Nothing before the line containing "In this exercise you will identify every instance of the man's" should appear; please restate that line and every later line word for word through the end of the listing.
......
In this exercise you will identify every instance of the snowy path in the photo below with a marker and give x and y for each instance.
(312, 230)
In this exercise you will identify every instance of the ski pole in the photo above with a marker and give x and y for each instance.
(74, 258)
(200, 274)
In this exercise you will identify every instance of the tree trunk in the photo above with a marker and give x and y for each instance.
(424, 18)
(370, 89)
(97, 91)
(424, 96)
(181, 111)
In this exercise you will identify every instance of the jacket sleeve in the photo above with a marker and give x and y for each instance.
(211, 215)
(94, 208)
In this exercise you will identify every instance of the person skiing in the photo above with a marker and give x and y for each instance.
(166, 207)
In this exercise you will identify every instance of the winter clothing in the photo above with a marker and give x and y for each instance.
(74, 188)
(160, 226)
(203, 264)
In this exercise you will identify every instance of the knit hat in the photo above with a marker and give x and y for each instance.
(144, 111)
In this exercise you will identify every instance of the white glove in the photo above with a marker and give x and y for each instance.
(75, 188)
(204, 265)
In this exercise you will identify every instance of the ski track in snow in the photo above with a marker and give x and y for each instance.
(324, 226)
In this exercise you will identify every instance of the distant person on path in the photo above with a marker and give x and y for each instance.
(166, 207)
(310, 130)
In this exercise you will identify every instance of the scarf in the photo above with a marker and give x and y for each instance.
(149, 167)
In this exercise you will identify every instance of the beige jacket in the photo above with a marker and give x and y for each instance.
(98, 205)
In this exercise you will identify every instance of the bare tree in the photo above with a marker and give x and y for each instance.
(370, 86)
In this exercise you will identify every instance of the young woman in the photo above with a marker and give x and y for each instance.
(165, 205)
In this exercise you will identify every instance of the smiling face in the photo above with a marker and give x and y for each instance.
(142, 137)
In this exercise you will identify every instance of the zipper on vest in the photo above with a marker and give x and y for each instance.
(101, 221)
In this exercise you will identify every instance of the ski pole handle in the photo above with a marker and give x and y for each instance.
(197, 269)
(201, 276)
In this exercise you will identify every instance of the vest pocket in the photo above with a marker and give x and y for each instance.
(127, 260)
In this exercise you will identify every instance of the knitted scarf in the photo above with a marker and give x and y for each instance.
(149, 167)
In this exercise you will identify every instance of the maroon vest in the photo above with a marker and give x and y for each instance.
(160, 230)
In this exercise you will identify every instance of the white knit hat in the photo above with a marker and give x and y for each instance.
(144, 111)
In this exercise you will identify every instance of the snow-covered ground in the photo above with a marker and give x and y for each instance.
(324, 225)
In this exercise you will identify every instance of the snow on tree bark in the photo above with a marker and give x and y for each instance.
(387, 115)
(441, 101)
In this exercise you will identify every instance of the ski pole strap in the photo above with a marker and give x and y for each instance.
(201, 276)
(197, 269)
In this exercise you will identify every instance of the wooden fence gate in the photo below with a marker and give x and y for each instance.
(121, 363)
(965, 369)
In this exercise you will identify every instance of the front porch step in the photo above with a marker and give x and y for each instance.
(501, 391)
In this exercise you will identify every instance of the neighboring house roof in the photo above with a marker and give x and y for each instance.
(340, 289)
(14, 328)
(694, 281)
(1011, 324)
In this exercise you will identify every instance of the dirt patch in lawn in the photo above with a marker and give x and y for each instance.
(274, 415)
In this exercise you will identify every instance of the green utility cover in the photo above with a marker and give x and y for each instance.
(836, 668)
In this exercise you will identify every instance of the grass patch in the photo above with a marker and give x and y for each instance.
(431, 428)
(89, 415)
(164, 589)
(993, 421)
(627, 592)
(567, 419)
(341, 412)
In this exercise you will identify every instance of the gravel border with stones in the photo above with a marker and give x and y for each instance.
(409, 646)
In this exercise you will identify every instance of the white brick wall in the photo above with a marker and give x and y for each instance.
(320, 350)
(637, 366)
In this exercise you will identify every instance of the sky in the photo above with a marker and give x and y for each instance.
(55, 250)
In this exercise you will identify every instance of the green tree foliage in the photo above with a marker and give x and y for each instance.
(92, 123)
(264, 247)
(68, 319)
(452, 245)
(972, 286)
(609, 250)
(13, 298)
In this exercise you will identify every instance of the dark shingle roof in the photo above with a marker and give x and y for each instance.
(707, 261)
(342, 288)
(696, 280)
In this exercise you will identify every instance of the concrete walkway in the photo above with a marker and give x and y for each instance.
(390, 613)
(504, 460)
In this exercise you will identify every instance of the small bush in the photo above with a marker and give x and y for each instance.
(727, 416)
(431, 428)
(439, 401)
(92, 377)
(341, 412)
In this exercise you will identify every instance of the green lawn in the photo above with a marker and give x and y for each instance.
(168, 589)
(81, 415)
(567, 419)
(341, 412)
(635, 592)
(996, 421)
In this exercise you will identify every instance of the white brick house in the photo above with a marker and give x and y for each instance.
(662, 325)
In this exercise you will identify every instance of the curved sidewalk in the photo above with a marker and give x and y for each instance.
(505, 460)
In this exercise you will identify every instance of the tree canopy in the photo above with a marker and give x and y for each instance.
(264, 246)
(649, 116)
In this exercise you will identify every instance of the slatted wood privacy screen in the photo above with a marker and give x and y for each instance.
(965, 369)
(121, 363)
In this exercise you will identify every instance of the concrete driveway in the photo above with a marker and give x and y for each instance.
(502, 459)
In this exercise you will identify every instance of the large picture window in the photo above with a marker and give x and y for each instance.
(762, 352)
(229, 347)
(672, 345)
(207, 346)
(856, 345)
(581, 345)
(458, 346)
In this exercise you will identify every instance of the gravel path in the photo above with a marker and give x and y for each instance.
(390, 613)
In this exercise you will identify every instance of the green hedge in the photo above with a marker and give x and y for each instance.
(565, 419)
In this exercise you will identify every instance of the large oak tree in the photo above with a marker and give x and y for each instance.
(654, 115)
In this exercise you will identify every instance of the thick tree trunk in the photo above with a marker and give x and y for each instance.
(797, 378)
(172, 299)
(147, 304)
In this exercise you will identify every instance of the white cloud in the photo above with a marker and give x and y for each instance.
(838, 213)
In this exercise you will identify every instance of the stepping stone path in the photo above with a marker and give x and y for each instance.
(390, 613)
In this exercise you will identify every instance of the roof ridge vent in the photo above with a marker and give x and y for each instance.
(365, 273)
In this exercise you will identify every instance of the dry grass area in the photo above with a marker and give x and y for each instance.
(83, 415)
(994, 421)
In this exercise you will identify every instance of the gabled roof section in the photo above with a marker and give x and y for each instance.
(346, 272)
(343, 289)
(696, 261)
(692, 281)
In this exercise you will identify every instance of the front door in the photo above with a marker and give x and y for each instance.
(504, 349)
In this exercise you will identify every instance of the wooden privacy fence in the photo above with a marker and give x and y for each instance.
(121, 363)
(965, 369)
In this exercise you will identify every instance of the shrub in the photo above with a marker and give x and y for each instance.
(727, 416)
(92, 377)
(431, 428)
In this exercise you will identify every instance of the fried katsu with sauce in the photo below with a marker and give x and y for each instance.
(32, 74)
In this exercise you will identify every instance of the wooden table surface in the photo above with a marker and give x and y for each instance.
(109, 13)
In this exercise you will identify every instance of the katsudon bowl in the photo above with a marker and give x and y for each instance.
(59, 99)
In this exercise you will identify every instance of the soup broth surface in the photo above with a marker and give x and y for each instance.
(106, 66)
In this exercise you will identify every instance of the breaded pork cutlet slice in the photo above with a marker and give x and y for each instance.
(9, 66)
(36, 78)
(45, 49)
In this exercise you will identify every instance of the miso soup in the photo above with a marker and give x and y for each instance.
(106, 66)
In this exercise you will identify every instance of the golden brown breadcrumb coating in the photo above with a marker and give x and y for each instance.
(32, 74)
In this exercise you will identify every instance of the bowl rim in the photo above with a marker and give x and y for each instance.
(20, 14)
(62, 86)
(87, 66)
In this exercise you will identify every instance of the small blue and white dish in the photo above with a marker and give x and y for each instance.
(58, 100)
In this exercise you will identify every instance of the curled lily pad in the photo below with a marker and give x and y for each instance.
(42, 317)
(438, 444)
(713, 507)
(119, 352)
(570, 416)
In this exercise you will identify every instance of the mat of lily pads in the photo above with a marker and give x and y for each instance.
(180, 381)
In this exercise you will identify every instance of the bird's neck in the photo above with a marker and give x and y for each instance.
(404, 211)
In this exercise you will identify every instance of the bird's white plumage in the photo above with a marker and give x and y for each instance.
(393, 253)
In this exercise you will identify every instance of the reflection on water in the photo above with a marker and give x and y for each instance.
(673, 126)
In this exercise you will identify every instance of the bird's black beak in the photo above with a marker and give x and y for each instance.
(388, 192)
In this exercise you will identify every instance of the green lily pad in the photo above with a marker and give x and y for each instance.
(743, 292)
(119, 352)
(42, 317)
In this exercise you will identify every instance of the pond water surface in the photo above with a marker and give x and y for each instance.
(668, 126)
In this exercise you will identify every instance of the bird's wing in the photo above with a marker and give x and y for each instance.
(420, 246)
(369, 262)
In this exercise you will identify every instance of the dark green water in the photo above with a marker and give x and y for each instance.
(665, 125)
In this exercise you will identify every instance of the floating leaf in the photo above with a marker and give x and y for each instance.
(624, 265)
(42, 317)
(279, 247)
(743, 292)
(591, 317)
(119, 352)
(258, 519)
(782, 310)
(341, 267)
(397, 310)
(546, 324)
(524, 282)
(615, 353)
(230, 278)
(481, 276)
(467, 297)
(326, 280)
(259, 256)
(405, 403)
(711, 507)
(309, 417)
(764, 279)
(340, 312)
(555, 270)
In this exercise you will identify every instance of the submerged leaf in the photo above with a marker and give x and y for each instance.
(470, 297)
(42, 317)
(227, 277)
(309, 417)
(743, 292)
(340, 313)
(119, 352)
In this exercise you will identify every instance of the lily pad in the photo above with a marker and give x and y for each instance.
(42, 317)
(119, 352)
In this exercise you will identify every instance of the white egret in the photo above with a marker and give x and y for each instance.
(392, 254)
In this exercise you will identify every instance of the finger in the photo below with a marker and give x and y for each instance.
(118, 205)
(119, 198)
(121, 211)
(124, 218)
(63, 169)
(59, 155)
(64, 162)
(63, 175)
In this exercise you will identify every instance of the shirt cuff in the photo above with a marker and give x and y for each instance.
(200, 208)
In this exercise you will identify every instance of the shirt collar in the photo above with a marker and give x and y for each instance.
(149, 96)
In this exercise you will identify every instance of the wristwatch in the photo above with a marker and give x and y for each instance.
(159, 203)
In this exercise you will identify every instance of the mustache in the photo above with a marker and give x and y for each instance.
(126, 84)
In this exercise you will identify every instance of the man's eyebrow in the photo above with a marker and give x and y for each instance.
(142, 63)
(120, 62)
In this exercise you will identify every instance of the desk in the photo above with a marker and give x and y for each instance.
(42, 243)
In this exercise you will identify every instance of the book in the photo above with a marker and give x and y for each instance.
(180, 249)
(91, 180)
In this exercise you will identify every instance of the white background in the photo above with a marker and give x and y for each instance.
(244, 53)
......
Output of the exercise:
In this exercise you will identify every instance of the man's eyebrow in the photo above with a marker and give x and y for each instance.
(142, 63)
(120, 62)
In this exercise you will identify every instance of the desk in the photo above with a marker and give x and y for each instance.
(42, 243)
In this exercise you will identify every instance of the book in the photo above with a marker and give x and y for each instance.
(180, 249)
(91, 180)
In this exercise you will identify every instance of the white background in the photo above with a marker and give x and y for each instance.
(244, 53)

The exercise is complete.